INPUT ROWS =>
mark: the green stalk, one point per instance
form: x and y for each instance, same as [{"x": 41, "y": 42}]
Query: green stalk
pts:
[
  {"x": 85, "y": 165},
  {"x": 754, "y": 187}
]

TASK STATEMENT => Rewrite the entries above with "stalk" swapped for "stem" wherever it appears, leaving everything else unchanged.

SOLUTION FOR THIS PROBLEM =>
mark: the green stem, one point per instance
form: x and y for each instance, same as [{"x": 41, "y": 42}]
Query: green stem
pts:
[
  {"x": 85, "y": 165},
  {"x": 754, "y": 187}
]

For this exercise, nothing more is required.